◆ **WHAT YOU ARE ASKED TO DO**
List every line in this data where the string "truck" occurs.

◆ **DATASET CONTENT**

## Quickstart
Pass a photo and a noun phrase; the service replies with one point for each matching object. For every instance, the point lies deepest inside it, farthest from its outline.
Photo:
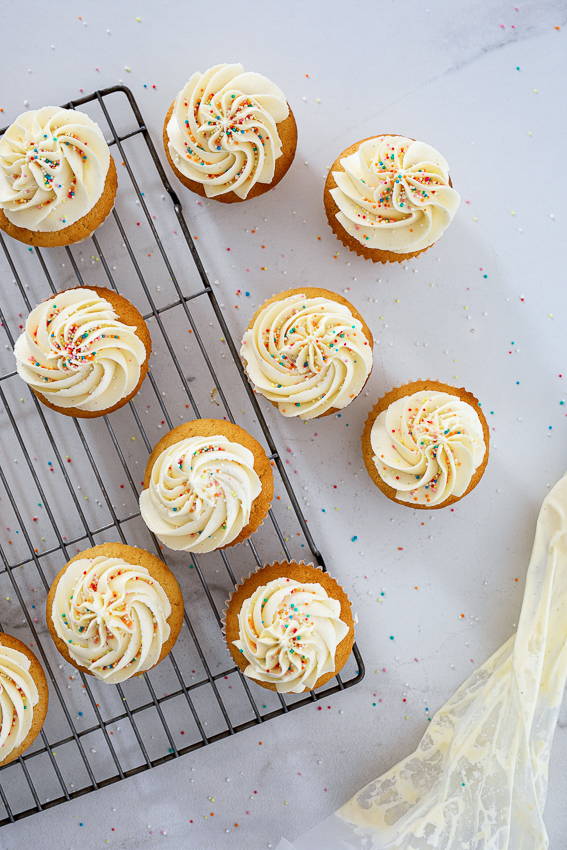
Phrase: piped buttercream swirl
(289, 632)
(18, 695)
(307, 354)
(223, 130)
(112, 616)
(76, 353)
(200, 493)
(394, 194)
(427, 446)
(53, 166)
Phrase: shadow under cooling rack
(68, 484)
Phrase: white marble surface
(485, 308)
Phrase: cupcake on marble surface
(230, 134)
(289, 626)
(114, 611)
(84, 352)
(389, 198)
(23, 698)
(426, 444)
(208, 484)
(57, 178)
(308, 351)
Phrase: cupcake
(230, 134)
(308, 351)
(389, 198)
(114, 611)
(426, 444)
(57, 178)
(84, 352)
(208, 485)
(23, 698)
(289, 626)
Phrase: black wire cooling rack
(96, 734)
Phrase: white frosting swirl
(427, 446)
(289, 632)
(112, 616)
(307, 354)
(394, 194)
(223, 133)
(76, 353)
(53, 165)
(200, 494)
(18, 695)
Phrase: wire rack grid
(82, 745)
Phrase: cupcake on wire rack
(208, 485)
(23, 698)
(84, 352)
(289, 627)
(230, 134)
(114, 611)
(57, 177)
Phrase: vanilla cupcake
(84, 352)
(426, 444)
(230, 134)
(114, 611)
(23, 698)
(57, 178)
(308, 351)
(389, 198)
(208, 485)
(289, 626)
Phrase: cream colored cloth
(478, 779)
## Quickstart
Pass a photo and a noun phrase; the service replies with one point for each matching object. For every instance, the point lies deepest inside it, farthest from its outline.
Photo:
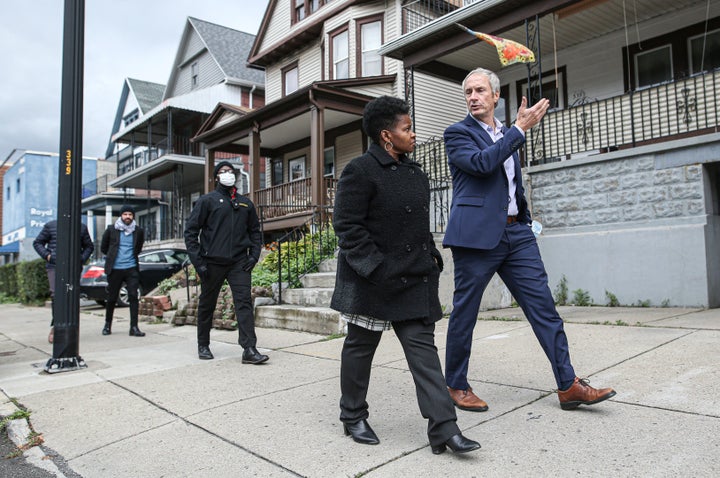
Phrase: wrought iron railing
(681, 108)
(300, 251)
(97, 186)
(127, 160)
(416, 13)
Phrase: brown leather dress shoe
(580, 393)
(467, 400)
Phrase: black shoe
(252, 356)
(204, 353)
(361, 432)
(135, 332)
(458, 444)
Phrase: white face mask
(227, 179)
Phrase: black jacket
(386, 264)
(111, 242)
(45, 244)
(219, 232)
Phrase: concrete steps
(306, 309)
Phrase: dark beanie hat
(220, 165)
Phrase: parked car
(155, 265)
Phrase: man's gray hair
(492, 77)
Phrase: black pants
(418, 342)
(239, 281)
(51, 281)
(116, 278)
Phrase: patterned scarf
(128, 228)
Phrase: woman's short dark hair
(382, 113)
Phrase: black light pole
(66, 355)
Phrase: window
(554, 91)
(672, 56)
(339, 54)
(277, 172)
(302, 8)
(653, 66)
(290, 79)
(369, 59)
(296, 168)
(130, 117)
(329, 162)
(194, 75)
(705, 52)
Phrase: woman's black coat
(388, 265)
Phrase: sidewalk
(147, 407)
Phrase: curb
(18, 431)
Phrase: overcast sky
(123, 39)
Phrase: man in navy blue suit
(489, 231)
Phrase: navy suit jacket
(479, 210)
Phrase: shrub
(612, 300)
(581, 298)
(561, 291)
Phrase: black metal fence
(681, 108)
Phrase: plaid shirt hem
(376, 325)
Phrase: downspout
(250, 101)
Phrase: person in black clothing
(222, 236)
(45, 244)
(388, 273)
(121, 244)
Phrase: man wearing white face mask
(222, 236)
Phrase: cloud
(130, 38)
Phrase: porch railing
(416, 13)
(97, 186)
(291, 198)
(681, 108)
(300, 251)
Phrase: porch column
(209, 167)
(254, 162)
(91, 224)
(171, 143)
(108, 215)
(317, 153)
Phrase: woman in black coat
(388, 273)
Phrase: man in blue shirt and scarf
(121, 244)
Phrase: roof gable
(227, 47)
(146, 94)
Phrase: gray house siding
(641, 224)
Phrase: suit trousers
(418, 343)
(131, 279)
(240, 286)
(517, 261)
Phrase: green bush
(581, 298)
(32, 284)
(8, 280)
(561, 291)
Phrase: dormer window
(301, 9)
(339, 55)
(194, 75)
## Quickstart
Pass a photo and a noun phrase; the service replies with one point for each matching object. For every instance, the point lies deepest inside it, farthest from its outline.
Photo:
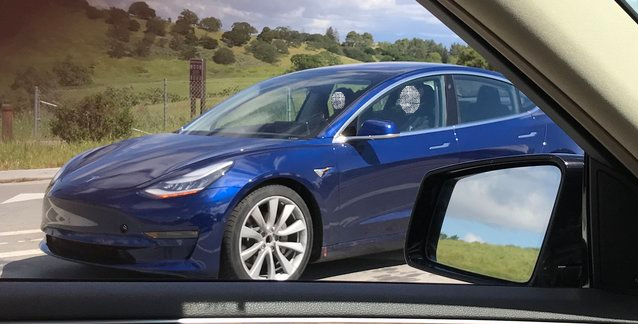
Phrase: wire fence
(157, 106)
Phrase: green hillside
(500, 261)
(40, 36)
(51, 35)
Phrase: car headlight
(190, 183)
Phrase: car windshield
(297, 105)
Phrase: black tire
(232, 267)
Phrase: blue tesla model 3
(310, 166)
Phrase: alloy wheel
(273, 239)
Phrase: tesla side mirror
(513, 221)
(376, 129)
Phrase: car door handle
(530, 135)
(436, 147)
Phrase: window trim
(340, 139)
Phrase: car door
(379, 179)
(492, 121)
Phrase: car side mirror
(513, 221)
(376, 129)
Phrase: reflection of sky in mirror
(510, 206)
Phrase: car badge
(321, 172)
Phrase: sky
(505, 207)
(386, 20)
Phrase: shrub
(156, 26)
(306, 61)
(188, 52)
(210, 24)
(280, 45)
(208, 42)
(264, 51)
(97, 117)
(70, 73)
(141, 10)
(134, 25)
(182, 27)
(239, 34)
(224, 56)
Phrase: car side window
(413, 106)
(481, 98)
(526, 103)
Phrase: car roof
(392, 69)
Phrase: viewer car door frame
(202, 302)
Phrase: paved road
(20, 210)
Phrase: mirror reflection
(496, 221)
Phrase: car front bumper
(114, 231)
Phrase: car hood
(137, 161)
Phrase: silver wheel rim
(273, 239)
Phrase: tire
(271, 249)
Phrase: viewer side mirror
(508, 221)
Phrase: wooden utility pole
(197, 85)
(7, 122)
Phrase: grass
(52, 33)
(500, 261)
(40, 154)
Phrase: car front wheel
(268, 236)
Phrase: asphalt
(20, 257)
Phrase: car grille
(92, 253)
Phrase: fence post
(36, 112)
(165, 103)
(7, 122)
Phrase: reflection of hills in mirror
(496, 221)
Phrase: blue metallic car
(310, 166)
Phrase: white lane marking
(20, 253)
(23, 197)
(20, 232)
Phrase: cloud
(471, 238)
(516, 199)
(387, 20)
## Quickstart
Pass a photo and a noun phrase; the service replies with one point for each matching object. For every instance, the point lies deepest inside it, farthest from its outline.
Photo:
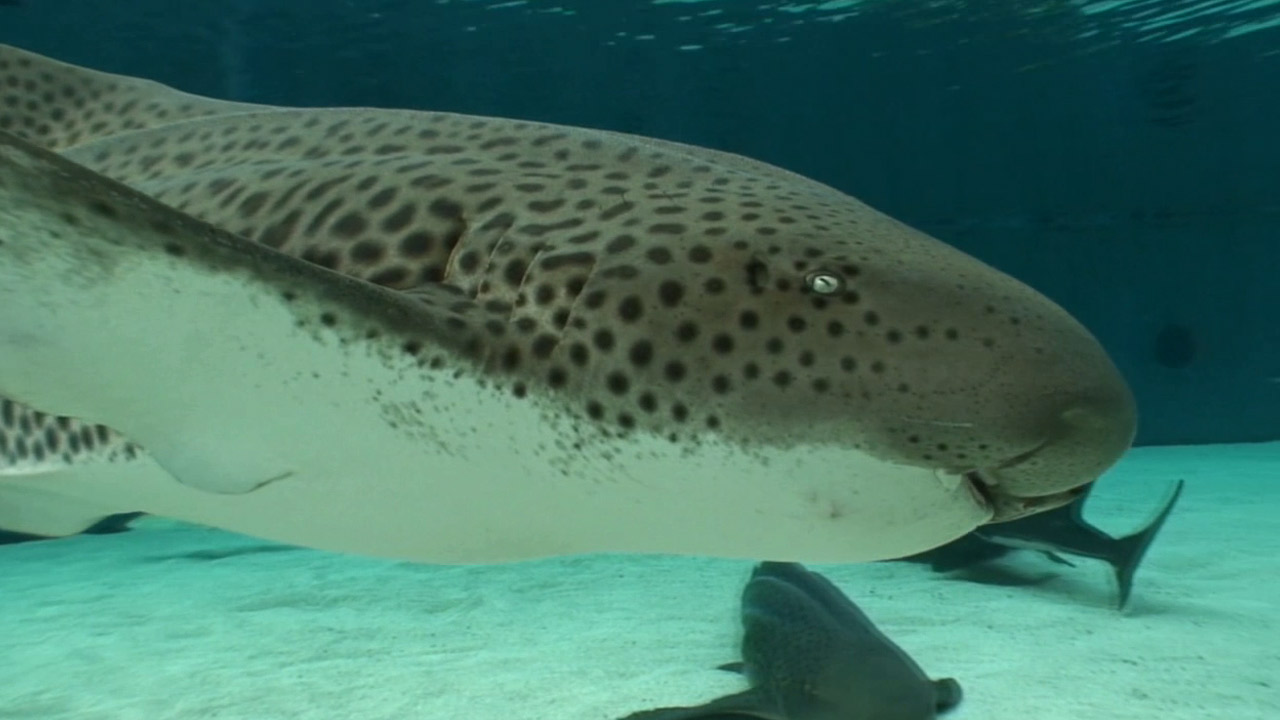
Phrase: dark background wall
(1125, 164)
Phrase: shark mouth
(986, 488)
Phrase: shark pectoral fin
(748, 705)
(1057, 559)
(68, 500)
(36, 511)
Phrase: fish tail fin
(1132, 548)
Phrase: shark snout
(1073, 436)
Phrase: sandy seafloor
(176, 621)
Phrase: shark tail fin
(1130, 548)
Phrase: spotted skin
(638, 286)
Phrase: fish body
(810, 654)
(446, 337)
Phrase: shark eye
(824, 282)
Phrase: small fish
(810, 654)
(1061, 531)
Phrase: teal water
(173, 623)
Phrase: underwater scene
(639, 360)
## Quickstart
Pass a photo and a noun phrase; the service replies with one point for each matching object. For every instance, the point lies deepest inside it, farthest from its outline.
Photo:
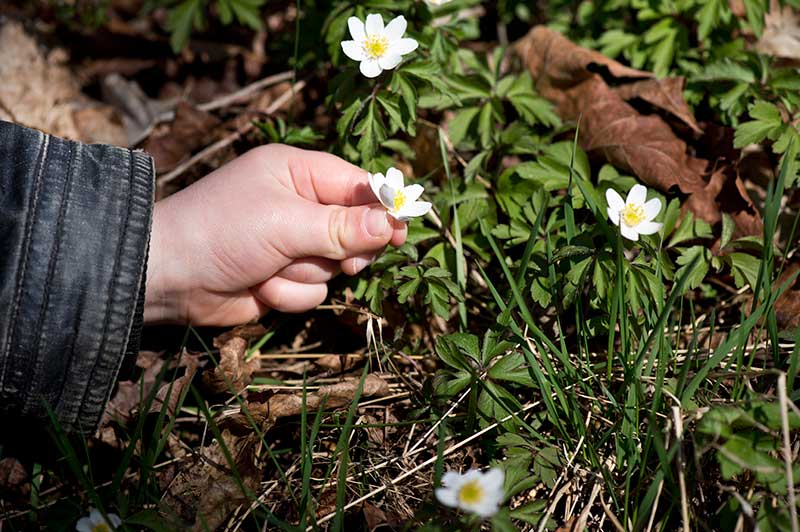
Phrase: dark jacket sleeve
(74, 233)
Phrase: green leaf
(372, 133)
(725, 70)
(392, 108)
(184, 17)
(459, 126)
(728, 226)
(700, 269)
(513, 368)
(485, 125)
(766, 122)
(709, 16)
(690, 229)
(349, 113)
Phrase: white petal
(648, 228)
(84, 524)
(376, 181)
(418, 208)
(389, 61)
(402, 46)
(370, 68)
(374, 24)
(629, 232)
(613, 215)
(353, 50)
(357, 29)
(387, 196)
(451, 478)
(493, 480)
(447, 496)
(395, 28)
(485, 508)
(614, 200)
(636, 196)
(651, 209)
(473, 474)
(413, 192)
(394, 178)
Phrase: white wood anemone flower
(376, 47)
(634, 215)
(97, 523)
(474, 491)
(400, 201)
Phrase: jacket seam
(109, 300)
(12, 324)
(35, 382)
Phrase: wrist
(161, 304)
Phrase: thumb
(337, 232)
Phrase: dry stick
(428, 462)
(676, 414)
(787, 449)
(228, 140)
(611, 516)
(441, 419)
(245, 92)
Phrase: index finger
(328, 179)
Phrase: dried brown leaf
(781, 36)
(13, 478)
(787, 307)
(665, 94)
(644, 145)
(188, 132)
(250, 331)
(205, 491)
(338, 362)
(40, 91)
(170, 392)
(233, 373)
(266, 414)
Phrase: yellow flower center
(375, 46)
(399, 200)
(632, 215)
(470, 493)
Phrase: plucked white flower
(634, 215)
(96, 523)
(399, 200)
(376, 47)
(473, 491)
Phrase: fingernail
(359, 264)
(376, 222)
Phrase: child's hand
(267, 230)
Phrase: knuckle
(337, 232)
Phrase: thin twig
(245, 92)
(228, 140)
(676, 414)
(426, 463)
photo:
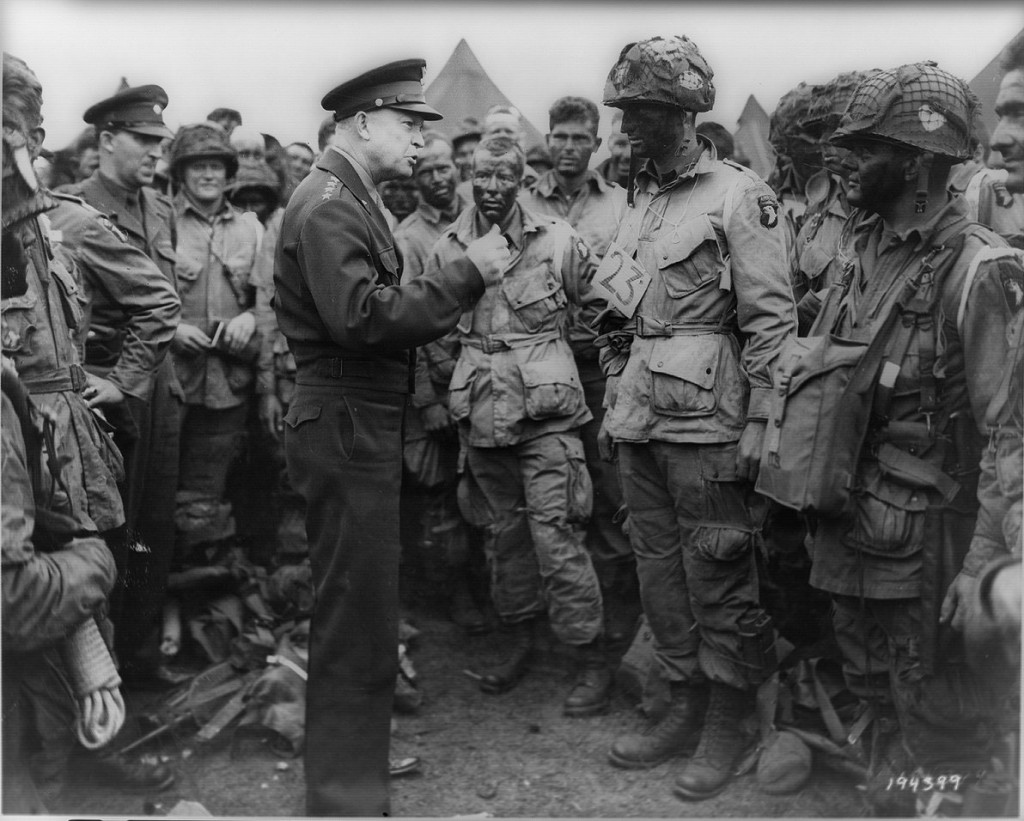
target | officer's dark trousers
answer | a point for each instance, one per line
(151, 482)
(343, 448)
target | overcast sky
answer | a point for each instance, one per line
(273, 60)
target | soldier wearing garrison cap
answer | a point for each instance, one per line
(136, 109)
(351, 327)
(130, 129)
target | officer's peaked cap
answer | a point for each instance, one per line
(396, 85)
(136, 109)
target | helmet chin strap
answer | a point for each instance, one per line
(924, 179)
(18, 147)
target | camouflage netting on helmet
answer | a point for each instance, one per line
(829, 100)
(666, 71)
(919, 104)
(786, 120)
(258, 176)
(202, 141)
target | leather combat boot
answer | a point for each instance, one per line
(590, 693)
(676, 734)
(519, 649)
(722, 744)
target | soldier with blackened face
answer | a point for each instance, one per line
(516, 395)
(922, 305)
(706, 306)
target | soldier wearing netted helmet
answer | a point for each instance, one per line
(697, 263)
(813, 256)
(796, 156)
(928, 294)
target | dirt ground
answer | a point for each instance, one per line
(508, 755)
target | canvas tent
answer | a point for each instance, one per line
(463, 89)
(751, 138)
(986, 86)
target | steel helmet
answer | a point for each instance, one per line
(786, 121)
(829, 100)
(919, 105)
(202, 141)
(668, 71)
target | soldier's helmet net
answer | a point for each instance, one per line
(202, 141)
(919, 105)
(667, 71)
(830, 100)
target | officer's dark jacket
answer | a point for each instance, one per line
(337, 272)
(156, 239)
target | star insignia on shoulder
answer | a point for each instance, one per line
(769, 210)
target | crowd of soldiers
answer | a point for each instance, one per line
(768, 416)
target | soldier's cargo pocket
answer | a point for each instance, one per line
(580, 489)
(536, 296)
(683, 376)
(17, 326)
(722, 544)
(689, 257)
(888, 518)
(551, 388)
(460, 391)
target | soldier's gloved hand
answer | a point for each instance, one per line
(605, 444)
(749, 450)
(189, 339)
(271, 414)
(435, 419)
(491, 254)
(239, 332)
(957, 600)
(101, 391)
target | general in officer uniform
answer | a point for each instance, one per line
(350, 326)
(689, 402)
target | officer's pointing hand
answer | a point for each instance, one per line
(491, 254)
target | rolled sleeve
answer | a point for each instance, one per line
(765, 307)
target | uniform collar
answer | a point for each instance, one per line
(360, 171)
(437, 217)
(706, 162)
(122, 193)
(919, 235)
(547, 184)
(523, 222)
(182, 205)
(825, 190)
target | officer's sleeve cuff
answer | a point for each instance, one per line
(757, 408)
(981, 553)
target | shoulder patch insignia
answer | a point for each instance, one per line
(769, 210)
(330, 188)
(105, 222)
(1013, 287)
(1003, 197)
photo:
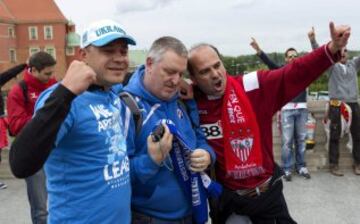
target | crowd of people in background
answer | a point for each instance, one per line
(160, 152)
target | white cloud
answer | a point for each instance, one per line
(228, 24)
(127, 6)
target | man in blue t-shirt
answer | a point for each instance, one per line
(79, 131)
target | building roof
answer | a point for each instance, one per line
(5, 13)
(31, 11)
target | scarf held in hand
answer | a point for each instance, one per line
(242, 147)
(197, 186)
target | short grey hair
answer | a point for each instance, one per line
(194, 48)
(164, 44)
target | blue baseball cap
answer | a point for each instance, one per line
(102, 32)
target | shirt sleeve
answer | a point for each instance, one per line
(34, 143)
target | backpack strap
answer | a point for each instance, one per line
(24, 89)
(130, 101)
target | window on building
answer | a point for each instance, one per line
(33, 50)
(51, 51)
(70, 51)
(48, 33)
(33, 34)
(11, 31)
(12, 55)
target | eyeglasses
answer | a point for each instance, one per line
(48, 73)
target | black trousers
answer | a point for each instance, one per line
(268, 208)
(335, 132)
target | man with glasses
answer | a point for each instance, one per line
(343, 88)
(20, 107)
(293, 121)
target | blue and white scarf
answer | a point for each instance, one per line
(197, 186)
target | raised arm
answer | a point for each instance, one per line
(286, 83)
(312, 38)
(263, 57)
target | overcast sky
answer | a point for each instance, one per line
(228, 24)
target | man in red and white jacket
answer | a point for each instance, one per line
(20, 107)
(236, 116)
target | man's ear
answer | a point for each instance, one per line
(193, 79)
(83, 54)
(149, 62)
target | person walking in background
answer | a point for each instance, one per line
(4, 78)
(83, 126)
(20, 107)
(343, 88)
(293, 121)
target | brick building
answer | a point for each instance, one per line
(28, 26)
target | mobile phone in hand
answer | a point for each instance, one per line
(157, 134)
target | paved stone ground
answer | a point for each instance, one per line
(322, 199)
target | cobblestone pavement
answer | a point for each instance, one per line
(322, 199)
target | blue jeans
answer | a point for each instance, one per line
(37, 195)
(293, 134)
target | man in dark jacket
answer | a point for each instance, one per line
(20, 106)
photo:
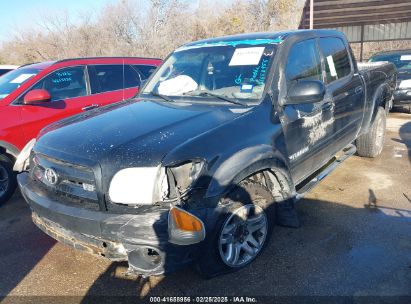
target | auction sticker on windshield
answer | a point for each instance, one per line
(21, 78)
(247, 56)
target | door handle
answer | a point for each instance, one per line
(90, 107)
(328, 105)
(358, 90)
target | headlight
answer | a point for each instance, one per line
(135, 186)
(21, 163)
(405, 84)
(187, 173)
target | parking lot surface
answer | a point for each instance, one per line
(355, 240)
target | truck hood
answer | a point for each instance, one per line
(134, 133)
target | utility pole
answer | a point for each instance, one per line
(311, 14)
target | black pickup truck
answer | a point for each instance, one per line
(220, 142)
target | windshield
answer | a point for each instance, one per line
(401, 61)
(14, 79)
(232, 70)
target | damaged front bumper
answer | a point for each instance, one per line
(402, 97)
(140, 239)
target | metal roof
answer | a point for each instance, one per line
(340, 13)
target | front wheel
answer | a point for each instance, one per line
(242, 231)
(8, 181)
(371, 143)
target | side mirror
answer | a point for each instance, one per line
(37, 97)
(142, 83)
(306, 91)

◆ **ANSWER FOR THIS EXERCISE**
target | truck hood
target | black pickup truck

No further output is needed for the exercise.